----- SUPPLIED INFORMATION -----
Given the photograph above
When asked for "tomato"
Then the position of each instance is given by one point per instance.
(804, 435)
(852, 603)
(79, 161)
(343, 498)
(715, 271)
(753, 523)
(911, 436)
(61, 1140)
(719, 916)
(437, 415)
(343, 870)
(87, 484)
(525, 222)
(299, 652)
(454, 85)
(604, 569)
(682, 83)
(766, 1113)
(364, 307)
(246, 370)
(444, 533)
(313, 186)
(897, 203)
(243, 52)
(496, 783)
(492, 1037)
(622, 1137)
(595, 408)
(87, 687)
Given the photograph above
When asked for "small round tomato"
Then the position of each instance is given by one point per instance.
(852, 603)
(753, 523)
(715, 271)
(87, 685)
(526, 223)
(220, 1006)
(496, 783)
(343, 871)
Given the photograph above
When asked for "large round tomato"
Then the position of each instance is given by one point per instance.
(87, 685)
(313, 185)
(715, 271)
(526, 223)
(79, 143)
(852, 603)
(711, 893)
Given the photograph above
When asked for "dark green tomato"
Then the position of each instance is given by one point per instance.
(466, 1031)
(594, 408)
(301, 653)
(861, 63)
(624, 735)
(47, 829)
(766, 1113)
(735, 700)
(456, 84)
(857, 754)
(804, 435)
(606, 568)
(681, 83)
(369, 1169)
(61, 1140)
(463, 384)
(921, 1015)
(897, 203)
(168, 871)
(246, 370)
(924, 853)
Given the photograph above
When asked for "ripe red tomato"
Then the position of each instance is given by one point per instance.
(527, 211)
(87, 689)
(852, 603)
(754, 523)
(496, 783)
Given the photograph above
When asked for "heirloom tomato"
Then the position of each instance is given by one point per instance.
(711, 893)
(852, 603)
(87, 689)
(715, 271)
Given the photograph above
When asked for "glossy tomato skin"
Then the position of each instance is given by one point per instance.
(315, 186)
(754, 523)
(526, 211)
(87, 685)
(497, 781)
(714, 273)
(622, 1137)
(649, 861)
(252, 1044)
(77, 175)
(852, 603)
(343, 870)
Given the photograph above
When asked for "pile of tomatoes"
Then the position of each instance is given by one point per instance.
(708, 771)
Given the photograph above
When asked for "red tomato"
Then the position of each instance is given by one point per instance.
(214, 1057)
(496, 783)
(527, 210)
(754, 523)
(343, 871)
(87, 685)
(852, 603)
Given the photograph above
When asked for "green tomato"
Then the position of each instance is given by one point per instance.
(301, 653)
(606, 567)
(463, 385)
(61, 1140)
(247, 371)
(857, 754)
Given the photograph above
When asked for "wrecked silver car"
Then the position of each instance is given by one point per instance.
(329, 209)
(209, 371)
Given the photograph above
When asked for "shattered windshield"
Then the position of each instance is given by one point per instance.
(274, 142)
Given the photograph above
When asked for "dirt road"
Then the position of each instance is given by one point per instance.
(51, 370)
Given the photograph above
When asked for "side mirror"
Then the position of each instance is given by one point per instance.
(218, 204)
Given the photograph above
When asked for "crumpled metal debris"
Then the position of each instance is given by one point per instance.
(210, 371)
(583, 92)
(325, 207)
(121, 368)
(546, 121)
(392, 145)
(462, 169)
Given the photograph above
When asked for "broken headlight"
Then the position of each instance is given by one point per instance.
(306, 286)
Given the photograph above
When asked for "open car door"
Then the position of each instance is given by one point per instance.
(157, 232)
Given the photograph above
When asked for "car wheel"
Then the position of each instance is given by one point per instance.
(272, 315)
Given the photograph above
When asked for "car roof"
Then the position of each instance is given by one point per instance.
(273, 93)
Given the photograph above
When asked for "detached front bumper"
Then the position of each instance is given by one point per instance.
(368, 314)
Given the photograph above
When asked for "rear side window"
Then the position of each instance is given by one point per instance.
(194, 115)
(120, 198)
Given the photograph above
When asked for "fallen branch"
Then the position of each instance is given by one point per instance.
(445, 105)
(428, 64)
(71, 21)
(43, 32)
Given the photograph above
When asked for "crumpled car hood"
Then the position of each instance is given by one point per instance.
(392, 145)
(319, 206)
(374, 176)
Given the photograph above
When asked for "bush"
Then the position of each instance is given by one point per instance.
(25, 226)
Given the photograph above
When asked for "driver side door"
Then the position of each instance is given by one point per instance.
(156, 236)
-----
*STATED PROBLEM*. Set down every line of the listing above again, exactly as given.

*FINAL ANSWER*.
Given the photograph above
When asked for "tomato"
Then the position of each instance is given by one point per instance.
(804, 435)
(852, 603)
(79, 161)
(343, 498)
(715, 271)
(753, 523)
(911, 436)
(61, 1140)
(719, 916)
(437, 415)
(343, 870)
(87, 484)
(525, 222)
(299, 652)
(454, 85)
(604, 569)
(682, 83)
(766, 1113)
(364, 307)
(246, 370)
(444, 533)
(313, 186)
(897, 203)
(243, 52)
(496, 783)
(492, 1037)
(622, 1137)
(595, 408)
(87, 687)
Given the photograph above
When asked for "small round tomato"
Then the position of each instance is given by one point per instance.
(852, 603)
(753, 523)
(715, 271)
(87, 685)
(526, 223)
(220, 1006)
(496, 783)
(343, 871)
Given the photograph above
When asked for "large round tomato"
Then the position of each instance is given by one point per instance.
(87, 685)
(313, 185)
(715, 271)
(526, 223)
(79, 143)
(852, 603)
(711, 893)
Given the photograph above
When asked for "dark green tomato"
Then the position of each instance is given by one point per instance.
(466, 1031)
(594, 408)
(301, 653)
(861, 63)
(624, 735)
(47, 829)
(766, 1113)
(735, 700)
(456, 84)
(857, 754)
(804, 435)
(606, 568)
(681, 83)
(369, 1169)
(61, 1140)
(463, 384)
(921, 1015)
(897, 203)
(168, 871)
(246, 370)
(924, 853)
Given the photograph above
When asked for "ripe red tomato"
Then the position of each instance is given by one point per instance.
(527, 211)
(87, 689)
(852, 603)
(754, 523)
(496, 783)
Given the photograph above
When asked for "heirloom tomato"
Then the position of each instance is given by one point per instance.
(711, 893)
(852, 603)
(87, 689)
(715, 271)
Given the photograph above
When asked for "glossy tomato skin"
Then the position of each instance is given by one point per instance.
(315, 186)
(754, 523)
(526, 211)
(87, 685)
(497, 781)
(714, 273)
(622, 1137)
(649, 861)
(252, 1044)
(77, 175)
(852, 603)
(343, 870)
Given the photograph above
When asked for "pile of tomatoes"
Then the position of each instance is given by one point per instance.
(708, 771)
Given the photograph above
When asked for "red tomato"
Then the position of each instance is given by one point per instance.
(214, 1057)
(496, 783)
(527, 210)
(754, 523)
(343, 871)
(87, 685)
(852, 603)
Given the photograph above
When asked for "green tomato"
Then the position of each instance is given by one point per instance.
(301, 653)
(606, 567)
(463, 385)
(61, 1140)
(247, 371)
(857, 754)
Given the photograph above
When asked for "wrecked silver car"
Then the position of each instance is given by one point per instance.
(329, 209)
(209, 371)
Given the photograph above
When asked for "shattered windshield"
Then the position of each instance is given by one point per instance.
(274, 142)
Given the photograph above
When asked for "dirt road"
Then the position of each instance is given by one point per instance.
(51, 370)
Given the photograph above
When asked for "side mirror"
Then the position of each instance is given by one point per instance.
(218, 204)
Given the photograph above
When asked for "crumpled metal debris"
Then the position of each instance is given by one point per instance.
(210, 371)
(583, 92)
(325, 207)
(121, 368)
(546, 121)
(392, 145)
(462, 169)
Given the photograph above
When asked for "broken headlight"
Then the position of each instance is given by one point per instance.
(306, 286)
Given the photograph above
When asked for "open car door"
Then the position of each instance is given by one point per instance.
(157, 232)
Given the photograph above
When asked for "car wheel"
Then the position of each instance is given by one point per instance.
(272, 315)
Given the photograph above
When asked for "car roof"
Then the position of each instance is given by one point per instance.
(273, 93)
Given the photograph above
When asked for "detached front bumper"
Then the position of each instance is given by one point per instance.
(368, 314)
Given the photograph above
When asked for "rear side window"
Then the position of each instance is given by one point per instance.
(194, 115)
(120, 198)
Given the photograph above
When asked for "fallen branch"
Then the position of each instance is given by one point per instance.
(445, 105)
(428, 64)
(71, 21)
(43, 32)
Given the photograph above
When asked for "crumpled car hood"
Then the position of each instance is given by one point per instance.
(392, 145)
(319, 206)
(374, 176)
Given the photograph above
When asked for "bush"
Then the position of each instance is given by one point per instance.
(25, 226)
Given the photograph above
When asked for "driver side door"
Then the position of each instance is given by one point per instance.
(156, 236)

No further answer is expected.